=== Brief ===
Give the lines of the rows below as a numbered list, from the first line through the line that contains "161;36;259;164". Skip blank lines and leave out the pictures.

--- Start Material for this task ---

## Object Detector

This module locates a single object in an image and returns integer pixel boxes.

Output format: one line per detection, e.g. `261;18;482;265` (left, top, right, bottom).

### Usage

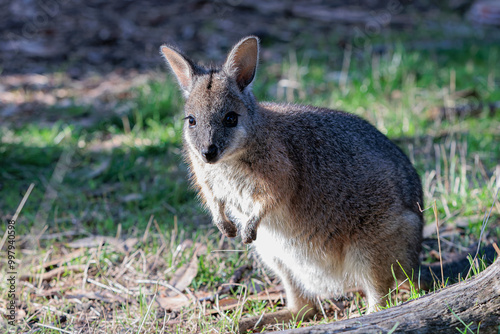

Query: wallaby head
161;36;259;164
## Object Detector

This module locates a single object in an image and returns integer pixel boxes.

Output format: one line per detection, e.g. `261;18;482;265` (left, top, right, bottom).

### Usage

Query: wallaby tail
416;244;498;290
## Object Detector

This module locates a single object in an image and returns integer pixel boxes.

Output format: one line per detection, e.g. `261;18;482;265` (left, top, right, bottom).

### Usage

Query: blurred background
0;0;500;243
0;0;500;333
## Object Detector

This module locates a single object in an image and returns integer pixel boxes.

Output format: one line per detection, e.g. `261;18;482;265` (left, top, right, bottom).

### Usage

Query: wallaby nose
201;144;218;162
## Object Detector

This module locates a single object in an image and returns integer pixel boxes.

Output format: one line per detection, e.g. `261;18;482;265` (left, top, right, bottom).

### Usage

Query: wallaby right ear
224;36;259;91
160;45;195;98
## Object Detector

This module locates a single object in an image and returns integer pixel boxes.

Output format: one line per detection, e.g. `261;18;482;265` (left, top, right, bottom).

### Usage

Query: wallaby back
161;36;423;328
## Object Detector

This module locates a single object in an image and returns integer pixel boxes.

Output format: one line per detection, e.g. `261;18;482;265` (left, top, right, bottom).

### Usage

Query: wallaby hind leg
239;262;318;333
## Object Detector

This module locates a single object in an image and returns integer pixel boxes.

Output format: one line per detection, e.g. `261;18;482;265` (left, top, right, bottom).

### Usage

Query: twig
0;183;35;249
434;200;444;288
19;264;85;281
36;323;73;334
87;278;123;293
12;183;35;223
135;279;189;300
137;293;156;333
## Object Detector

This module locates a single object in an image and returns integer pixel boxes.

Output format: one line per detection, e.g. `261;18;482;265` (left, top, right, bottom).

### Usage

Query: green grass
0;22;500;333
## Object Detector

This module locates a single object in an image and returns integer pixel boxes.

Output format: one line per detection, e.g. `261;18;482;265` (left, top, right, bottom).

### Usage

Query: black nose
201;144;217;162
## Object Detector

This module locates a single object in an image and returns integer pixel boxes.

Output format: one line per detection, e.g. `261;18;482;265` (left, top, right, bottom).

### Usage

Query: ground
0;0;500;333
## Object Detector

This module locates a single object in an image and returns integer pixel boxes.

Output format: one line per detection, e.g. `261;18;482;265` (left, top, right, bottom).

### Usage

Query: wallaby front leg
214;203;238;238
201;183;238;238
241;202;267;244
241;216;260;244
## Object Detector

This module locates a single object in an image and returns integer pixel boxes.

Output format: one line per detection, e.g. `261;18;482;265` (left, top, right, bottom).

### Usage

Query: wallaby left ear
160;45;195;98
224;36;259;91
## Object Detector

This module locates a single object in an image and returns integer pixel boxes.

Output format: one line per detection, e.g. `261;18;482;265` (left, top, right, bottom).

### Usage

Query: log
280;260;500;334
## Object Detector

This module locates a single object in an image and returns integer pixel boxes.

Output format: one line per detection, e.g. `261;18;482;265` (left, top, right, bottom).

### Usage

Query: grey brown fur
161;36;423;328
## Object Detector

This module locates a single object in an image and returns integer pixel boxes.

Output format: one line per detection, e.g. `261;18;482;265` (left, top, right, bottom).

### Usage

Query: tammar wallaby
161;36;454;328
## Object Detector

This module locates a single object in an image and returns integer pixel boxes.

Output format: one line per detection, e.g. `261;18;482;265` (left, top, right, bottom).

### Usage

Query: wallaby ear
224;36;259;91
160;45;195;98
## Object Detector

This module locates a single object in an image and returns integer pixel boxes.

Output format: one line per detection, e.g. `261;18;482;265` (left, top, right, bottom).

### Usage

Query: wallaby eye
184;115;196;128
222;111;239;128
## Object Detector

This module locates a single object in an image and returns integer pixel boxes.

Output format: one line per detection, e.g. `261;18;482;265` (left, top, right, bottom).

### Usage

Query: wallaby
161;36;496;330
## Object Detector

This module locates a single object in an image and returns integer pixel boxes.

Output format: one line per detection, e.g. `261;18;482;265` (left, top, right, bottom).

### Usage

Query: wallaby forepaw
241;227;257;244
216;221;238;238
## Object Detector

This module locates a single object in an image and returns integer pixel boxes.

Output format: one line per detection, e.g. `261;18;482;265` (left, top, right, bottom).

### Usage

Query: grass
0;20;500;333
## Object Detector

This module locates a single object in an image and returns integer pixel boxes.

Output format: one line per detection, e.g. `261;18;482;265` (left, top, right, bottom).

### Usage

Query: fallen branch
281;260;500;334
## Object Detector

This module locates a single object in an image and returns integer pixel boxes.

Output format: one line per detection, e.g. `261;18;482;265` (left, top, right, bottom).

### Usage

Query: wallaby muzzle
201;144;219;163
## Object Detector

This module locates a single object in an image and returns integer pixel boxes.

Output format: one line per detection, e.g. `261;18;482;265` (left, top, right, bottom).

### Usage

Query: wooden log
280;260;500;334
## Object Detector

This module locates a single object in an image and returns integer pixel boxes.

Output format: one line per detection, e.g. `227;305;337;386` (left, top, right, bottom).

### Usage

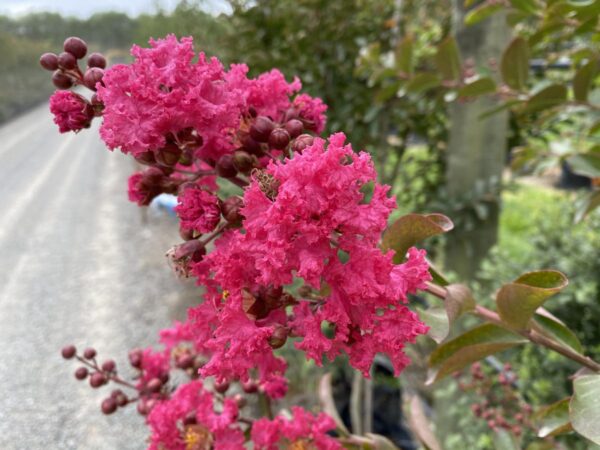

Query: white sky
0;0;229;18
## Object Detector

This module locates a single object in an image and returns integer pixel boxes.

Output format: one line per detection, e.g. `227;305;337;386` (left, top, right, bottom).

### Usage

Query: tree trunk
445;0;509;279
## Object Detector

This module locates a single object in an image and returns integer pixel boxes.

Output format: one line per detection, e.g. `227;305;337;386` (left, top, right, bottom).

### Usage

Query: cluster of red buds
40;37;106;91
455;362;534;436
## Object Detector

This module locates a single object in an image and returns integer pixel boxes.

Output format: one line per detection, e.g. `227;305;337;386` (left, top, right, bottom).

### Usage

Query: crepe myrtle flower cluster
48;35;430;449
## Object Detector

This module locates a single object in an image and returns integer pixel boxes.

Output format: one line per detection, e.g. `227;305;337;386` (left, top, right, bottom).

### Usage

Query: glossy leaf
406;73;442;94
458;77;496;97
396;36;414;75
569;374;600;445
575;189;600;223
534;397;573;438
435;37;462;81
567;153;600;178
427;323;527;384
523;84;568;113
496;270;569;329
534;314;583;353
500;37;529;90
444;284;475;323
418;308;450;344
573;59;598;102
465;2;504;25
408;395;442;450
510;0;540;14
381;214;454;264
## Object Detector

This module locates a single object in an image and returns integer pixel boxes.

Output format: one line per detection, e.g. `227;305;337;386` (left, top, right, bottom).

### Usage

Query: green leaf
573;59;598;102
496;270;569;329
396;36;414;75
567;153;600;178
533;314;583;353
500;37;529;90
575;190;600;223
381;214;454;264
444;284;475;323
534;397;573;438
522;84;567;114
435;37;462;81
569;374;600;445
417;308;450;344
510;0;540;14
458;77;496;97
494;428;521;450
406;73;442;94
465;2;504;25
427;323;527;384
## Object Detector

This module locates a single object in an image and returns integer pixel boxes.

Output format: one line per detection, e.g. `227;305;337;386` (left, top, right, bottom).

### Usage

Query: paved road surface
0;105;198;450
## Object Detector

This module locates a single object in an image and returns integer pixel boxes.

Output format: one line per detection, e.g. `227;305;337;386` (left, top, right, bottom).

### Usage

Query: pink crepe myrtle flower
147;381;244;450
175;185;221;233
50;91;94;133
251;406;342;450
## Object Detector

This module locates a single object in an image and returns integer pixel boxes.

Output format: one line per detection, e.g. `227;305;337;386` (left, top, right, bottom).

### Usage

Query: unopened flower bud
40;53;58;70
102;359;117;372
88;53;106;69
61;345;77;359
75;367;89;381
215;155;237;178
129;349;142;369
63;37;87;59
269;325;288;349
102;397;117;414
52;70;73;89
285;119;304;139
233;150;254;173
221;196;244;225
58;52;77;70
83;67;104;91
155;142;181;167
269;128;290;150
90;372;107;389
215;381;229;394
292;134;315;153
250;116;275;142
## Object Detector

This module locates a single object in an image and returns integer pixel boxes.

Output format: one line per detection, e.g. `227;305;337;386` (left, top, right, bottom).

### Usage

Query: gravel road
0;105;198;450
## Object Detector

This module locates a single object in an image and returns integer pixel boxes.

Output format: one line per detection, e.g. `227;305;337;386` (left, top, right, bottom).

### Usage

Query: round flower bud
83;67;104;91
90;372;107;389
215;155;237;178
40;53;58;70
52;70;73;89
250;116;275;142
269;325;288;349
221;196;244;225
269;128;290;150
63;36;87;59
215;381;229;394
285;119;304;139
102;397;117;414
58;52;77;70
129;349;142;369
102;359;117;372
233;150;254;173
61;345;77;359
75;367;89;381
83;347;96;359
88;53;106;69
292;134;315;153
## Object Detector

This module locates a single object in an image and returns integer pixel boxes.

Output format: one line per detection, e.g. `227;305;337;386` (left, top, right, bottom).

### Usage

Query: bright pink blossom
175;186;221;233
148;381;244;450
251;406;342;450
50;91;94;133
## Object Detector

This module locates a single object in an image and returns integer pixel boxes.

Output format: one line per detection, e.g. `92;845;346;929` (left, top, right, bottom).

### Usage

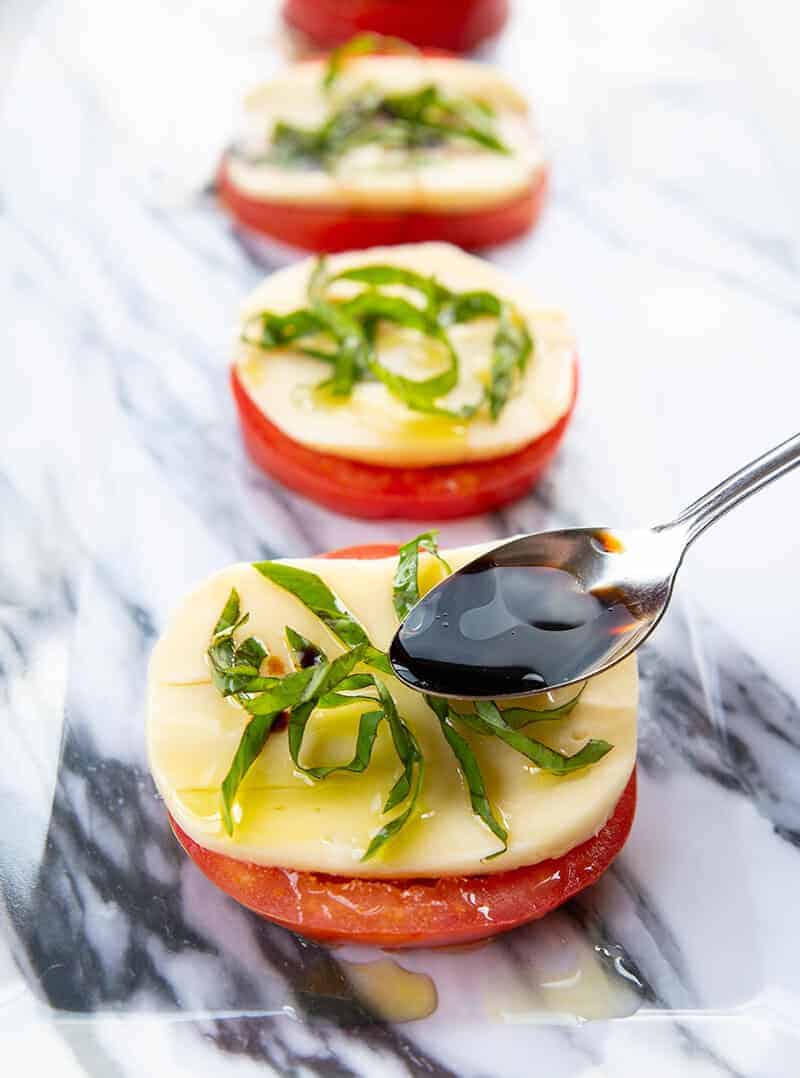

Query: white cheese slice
148;547;637;877
234;244;576;467
227;56;544;212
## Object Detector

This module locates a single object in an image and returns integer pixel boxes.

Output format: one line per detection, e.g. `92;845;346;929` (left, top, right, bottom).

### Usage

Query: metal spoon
389;434;800;700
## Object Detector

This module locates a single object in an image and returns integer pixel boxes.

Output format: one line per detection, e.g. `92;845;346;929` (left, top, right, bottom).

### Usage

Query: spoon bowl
389;528;685;700
389;434;800;700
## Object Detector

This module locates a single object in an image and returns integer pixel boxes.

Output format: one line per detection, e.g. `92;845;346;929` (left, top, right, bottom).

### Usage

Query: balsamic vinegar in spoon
390;555;637;697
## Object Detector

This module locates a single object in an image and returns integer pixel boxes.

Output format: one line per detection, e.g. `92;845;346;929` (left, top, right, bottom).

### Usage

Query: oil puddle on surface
487;932;643;1024
341;958;439;1022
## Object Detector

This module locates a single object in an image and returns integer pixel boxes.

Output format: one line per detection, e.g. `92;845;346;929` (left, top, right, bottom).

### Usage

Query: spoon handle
656;434;800;547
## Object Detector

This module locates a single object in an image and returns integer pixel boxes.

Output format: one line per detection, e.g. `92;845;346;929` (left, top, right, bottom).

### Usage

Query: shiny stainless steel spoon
389;434;800;700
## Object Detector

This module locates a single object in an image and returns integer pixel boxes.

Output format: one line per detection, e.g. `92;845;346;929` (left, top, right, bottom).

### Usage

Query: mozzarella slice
234;244;575;467
148;547;637;877
227;56;544;212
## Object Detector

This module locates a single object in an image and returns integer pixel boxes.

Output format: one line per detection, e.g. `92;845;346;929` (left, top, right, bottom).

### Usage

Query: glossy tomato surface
217;161;547;254
170;543;636;948
231;360;578;521
284;0;509;53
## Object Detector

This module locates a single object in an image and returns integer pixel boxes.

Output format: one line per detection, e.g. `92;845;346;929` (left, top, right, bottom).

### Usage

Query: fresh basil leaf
222;653;338;834
253;562;370;647
383;84;510;154
253;562;391;674
472;700;613;775
289;644;367;771
392;531;452;621
286;625;328;669
265;78;509;170
439;710;508;857
236;636;267;674
313;299;368;397
207;588;273;696
439;291;502;327
361;756;425;861
242;666;323;715
487;303;533;419
342;289;458;412
317;674;375;709
332;263;452;312
242;307;328;350
306;254;329;304
303;711;384;778
222;710;280;834
500;682;585;730
322;33;403;89
425;695;508;860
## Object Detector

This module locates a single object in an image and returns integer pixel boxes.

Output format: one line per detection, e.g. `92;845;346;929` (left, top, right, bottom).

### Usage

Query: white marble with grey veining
0;0;800;1078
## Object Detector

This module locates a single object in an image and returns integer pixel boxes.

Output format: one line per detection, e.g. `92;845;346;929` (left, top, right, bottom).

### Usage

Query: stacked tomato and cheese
232;244;577;520
219;54;547;252
148;545;637;945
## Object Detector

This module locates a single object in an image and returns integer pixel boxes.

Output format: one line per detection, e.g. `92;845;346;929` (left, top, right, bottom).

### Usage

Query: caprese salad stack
148;534;637;946
218;43;547;252
232;244;577;521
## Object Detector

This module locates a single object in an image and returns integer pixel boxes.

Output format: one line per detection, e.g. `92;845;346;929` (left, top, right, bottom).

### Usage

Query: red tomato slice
284;0;509;53
217;160;547;254
169;543;636;948
231;359;578;521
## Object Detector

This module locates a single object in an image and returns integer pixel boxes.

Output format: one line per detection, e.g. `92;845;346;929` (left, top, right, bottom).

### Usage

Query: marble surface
0;0;800;1078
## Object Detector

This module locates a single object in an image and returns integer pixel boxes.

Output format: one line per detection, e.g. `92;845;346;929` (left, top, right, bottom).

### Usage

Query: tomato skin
284;0;509;52
231;359;578;521
217;158;548;254
170;771;636;948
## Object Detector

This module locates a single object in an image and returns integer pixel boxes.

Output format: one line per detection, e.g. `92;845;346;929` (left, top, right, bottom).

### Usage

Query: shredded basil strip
487;303;533;419
322;33;418;89
470;700;612;775
266;79;510;171
500;681;587;730
392;531;453;621
253;562;391;674
286;625;328;671
361;742;425;861
207;588;273;696
222;710;280;834
289;646;424;860
425;696;508;860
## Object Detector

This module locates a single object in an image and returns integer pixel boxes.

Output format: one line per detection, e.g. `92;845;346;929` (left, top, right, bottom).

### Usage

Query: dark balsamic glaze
390;559;636;696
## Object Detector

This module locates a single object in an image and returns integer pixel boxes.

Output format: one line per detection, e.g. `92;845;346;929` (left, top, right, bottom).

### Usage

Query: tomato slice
171;771;636;948
284;0;509;53
231;359;578;521
169;543;636;948
217;160;547;254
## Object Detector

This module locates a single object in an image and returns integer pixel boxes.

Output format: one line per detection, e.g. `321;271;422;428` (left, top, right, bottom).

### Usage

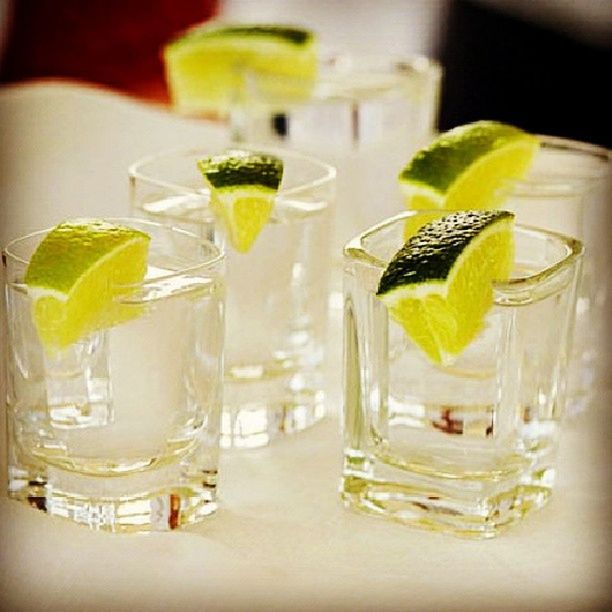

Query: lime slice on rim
164;24;317;115
198;149;283;253
399;121;539;210
376;210;514;366
24;219;150;352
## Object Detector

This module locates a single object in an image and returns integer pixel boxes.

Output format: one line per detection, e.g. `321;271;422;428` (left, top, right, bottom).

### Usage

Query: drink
501;136;612;414
231;54;441;278
341;213;581;537
4;220;223;531
131;146;333;447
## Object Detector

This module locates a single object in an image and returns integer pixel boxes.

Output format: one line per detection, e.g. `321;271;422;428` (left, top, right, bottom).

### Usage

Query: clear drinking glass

--- End Material for this task ---

=== Solution to this problem ===
1. ## Object Detector
2. This module locates a single object in an image and returns integer pixel boxes.
3. Output format: one line per detection, e.g. `261;18;482;265` (left, top, right, bottom).
4. ### Usage
5. Query: wallaby head
6. 161;36;259;164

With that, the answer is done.